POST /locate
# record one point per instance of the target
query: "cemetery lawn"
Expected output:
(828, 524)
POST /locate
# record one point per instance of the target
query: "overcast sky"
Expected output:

• [Task statement]: Reproduce the material above, replacing every occurrence of "target" with "object" and keeping everything else unchanged.

• [Reply to the task]:
POST /locate
# record one point per instance of the object
query: "cemetery lawn"
Expected output:
(828, 524)
POST /locate
# record one point per instance of the object
query: "overcast sky"
Expected output:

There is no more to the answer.